***** MATERIAL SHOWN *****

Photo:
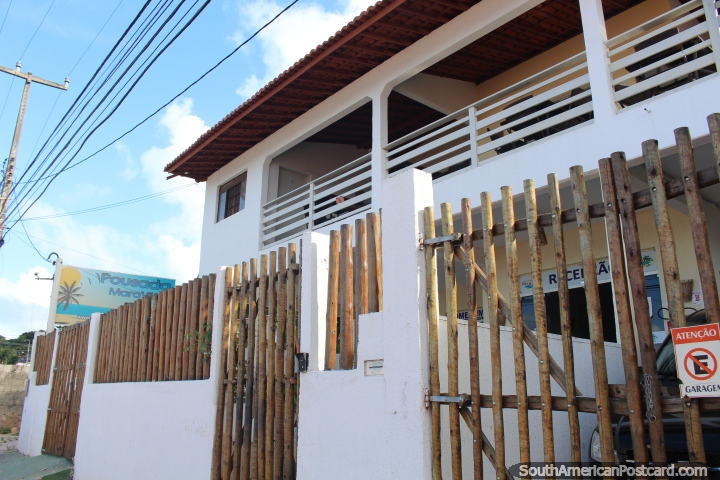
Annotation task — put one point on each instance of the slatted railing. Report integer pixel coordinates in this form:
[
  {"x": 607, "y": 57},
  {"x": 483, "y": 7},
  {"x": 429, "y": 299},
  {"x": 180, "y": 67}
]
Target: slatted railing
[
  {"x": 542, "y": 105},
  {"x": 44, "y": 346},
  {"x": 318, "y": 204},
  {"x": 664, "y": 53},
  {"x": 158, "y": 338}
]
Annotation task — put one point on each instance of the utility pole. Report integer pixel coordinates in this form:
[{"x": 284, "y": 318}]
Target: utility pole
[{"x": 10, "y": 170}]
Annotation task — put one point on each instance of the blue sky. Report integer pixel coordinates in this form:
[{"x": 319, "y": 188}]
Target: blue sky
[{"x": 160, "y": 236}]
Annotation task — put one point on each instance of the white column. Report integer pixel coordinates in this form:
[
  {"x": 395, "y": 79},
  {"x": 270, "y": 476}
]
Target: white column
[
  {"x": 408, "y": 437},
  {"x": 595, "y": 36},
  {"x": 315, "y": 252},
  {"x": 379, "y": 140}
]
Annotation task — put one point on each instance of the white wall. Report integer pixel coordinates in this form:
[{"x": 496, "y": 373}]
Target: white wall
[
  {"x": 357, "y": 426},
  {"x": 242, "y": 229},
  {"x": 35, "y": 408},
  {"x": 148, "y": 429},
  {"x": 314, "y": 159},
  {"x": 445, "y": 95}
]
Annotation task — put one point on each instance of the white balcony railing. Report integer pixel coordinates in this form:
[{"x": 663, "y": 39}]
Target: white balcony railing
[
  {"x": 664, "y": 53},
  {"x": 332, "y": 197},
  {"x": 546, "y": 103}
]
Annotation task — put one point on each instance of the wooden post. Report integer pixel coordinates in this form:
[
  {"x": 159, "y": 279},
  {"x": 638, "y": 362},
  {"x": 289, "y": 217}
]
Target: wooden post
[
  {"x": 565, "y": 322},
  {"x": 495, "y": 354},
  {"x": 217, "y": 453},
  {"x": 624, "y": 315},
  {"x": 180, "y": 336},
  {"x": 592, "y": 296},
  {"x": 347, "y": 317},
  {"x": 708, "y": 282},
  {"x": 517, "y": 322},
  {"x": 290, "y": 333},
  {"x": 262, "y": 371},
  {"x": 249, "y": 374},
  {"x": 451, "y": 313},
  {"x": 144, "y": 333},
  {"x": 166, "y": 302},
  {"x": 332, "y": 302},
  {"x": 174, "y": 332},
  {"x": 270, "y": 332},
  {"x": 239, "y": 339},
  {"x": 194, "y": 329},
  {"x": 202, "y": 319},
  {"x": 673, "y": 288},
  {"x": 209, "y": 317},
  {"x": 540, "y": 321},
  {"x": 374, "y": 263},
  {"x": 187, "y": 346},
  {"x": 279, "y": 446},
  {"x": 714, "y": 124},
  {"x": 431, "y": 296},
  {"x": 466, "y": 211}
]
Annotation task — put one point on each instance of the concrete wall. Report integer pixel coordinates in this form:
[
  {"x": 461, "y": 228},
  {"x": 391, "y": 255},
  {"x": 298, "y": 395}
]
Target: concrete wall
[
  {"x": 148, "y": 429},
  {"x": 32, "y": 428},
  {"x": 13, "y": 380},
  {"x": 356, "y": 426}
]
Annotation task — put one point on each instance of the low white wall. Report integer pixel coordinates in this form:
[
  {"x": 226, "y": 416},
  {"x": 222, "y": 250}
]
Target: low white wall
[
  {"x": 583, "y": 379},
  {"x": 343, "y": 419},
  {"x": 356, "y": 426},
  {"x": 32, "y": 427},
  {"x": 34, "y": 419},
  {"x": 148, "y": 430}
]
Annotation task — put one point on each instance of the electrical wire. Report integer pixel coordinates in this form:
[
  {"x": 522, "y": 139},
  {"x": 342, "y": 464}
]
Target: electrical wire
[
  {"x": 163, "y": 106},
  {"x": 88, "y": 135},
  {"x": 111, "y": 205},
  {"x": 67, "y": 144},
  {"x": 5, "y": 17},
  {"x": 82, "y": 253},
  {"x": 95, "y": 38},
  {"x": 37, "y": 29}
]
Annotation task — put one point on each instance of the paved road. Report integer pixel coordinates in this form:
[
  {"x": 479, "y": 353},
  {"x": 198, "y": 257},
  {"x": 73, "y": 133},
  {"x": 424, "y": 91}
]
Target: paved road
[{"x": 15, "y": 466}]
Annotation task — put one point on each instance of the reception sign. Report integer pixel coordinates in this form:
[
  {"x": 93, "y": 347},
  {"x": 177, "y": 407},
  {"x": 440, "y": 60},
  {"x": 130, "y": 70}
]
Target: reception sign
[{"x": 82, "y": 291}]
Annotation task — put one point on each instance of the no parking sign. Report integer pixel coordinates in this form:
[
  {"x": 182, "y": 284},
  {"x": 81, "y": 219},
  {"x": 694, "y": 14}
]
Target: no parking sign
[{"x": 697, "y": 350}]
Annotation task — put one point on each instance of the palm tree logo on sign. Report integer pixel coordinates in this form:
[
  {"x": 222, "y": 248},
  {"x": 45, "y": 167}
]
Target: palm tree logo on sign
[{"x": 70, "y": 285}]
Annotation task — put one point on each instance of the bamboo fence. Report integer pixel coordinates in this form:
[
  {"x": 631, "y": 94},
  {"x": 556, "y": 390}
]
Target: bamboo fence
[
  {"x": 618, "y": 210},
  {"x": 44, "y": 347},
  {"x": 354, "y": 287},
  {"x": 163, "y": 337},
  {"x": 66, "y": 392},
  {"x": 258, "y": 389}
]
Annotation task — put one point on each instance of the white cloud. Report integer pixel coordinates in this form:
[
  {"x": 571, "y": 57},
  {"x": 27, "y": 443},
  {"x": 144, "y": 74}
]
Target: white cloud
[
  {"x": 292, "y": 35},
  {"x": 25, "y": 302}
]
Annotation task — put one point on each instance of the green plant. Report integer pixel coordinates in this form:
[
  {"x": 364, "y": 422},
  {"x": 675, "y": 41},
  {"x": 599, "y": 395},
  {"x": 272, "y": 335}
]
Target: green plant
[{"x": 201, "y": 343}]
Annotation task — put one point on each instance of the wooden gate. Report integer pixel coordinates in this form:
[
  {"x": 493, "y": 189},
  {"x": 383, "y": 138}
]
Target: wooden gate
[
  {"x": 258, "y": 389},
  {"x": 66, "y": 393},
  {"x": 642, "y": 401}
]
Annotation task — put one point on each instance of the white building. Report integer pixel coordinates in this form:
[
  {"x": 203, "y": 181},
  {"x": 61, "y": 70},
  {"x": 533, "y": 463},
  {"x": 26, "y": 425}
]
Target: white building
[{"x": 480, "y": 94}]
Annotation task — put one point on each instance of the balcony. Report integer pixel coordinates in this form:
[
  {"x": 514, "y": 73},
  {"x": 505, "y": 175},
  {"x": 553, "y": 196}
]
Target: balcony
[
  {"x": 334, "y": 196},
  {"x": 658, "y": 54}
]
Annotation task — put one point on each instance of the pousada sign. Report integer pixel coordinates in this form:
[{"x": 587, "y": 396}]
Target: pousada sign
[{"x": 83, "y": 291}]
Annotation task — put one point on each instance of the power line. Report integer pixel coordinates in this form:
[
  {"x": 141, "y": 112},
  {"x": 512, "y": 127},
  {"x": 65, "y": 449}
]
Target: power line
[
  {"x": 82, "y": 253},
  {"x": 111, "y": 205},
  {"x": 158, "y": 110},
  {"x": 88, "y": 135},
  {"x": 5, "y": 17},
  {"x": 32, "y": 244},
  {"x": 37, "y": 29},
  {"x": 97, "y": 35}
]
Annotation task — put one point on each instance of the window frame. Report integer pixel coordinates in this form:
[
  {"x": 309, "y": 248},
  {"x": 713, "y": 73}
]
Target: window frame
[{"x": 221, "y": 208}]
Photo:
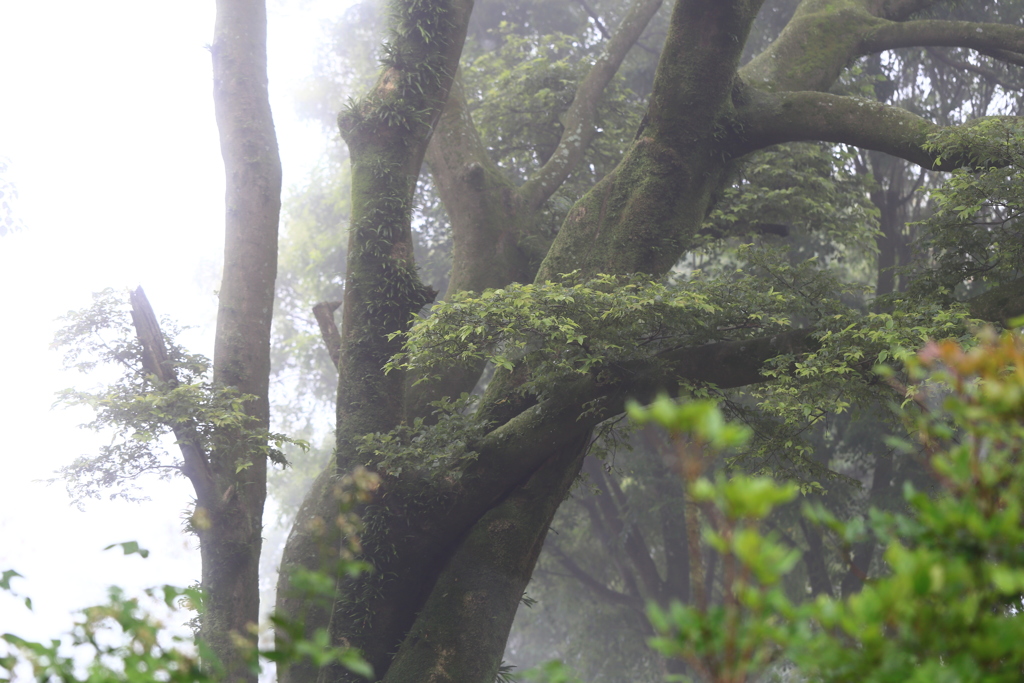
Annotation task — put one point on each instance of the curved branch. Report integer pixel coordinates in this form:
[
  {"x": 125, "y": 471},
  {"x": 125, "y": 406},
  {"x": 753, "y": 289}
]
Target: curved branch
[
  {"x": 988, "y": 74},
  {"x": 936, "y": 33},
  {"x": 580, "y": 120},
  {"x": 793, "y": 117}
]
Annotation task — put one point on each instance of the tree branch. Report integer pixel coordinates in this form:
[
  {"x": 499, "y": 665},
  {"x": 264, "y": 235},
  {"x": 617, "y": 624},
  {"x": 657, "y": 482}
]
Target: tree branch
[
  {"x": 999, "y": 303},
  {"x": 596, "y": 587},
  {"x": 987, "y": 74},
  {"x": 156, "y": 360},
  {"x": 580, "y": 128},
  {"x": 937, "y": 33}
]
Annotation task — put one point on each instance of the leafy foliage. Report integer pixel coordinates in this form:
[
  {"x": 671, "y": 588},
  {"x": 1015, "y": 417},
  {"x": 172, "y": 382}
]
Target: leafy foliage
[
  {"x": 947, "y": 610},
  {"x": 976, "y": 230}
]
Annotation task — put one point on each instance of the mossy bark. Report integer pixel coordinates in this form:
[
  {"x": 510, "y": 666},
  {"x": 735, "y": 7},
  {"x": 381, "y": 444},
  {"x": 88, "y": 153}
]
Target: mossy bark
[{"x": 442, "y": 549}]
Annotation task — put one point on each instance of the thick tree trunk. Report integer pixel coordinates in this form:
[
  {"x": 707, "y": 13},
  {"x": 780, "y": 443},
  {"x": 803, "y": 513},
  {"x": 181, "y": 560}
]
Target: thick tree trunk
[
  {"x": 441, "y": 549},
  {"x": 229, "y": 523}
]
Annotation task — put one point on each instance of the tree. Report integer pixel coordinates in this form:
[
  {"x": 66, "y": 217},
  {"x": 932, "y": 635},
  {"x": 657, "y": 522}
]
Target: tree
[
  {"x": 218, "y": 413},
  {"x": 454, "y": 549},
  {"x": 948, "y": 608},
  {"x": 576, "y": 323}
]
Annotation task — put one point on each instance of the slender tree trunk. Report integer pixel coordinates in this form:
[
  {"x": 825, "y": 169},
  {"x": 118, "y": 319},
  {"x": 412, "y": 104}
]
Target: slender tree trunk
[{"x": 230, "y": 524}]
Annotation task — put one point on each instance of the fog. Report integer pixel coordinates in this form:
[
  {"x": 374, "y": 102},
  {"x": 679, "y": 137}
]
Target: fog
[{"x": 109, "y": 132}]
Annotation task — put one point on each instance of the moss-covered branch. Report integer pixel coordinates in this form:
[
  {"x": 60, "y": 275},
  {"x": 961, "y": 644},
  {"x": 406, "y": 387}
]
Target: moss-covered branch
[{"x": 981, "y": 37}]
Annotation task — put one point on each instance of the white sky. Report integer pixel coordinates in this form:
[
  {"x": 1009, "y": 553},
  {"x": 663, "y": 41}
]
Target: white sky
[{"x": 107, "y": 117}]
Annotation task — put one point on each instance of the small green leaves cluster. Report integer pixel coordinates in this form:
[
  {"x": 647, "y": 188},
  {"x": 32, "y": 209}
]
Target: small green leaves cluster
[
  {"x": 144, "y": 414},
  {"x": 947, "y": 610},
  {"x": 119, "y": 641},
  {"x": 574, "y": 327},
  {"x": 438, "y": 452},
  {"x": 726, "y": 641}
]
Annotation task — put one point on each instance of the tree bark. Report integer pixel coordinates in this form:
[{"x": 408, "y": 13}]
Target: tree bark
[{"x": 441, "y": 548}]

*****

WRITTEN TASK:
Starting at the line containing "the white sky." and ending at the final line of the entries, reproduce every line, requests included, scaling each x and y coordinate in the answers by 1.2 and rounding to the nearest whole number (halves up). Leave the requests and their format samples unchanged.

FULL SOLUTION:
Annotation task — put one point on each instance of the white sky. Report integer pixel coordinates in this form:
[
  {"x": 1009, "y": 553},
  {"x": 663, "y": 41}
]
Target: white sky
[{"x": 128, "y": 140}]
Annotation task — put one point on each instance of the small green leaves cluster. Report integer pixel coordinates in this form:
[
  {"x": 647, "y": 188},
  {"x": 32, "y": 209}
]
Target: small green leaves cluster
[
  {"x": 173, "y": 497},
  {"x": 1136, "y": 732},
  {"x": 143, "y": 769},
  {"x": 689, "y": 392},
  {"x": 526, "y": 542},
  {"x": 871, "y": 769}
]
Annotation task — put one point on each instance of the tree bark. Report integer pixel coordinates in this form:
[{"x": 408, "y": 13}]
Target: tree bark
[{"x": 529, "y": 658}]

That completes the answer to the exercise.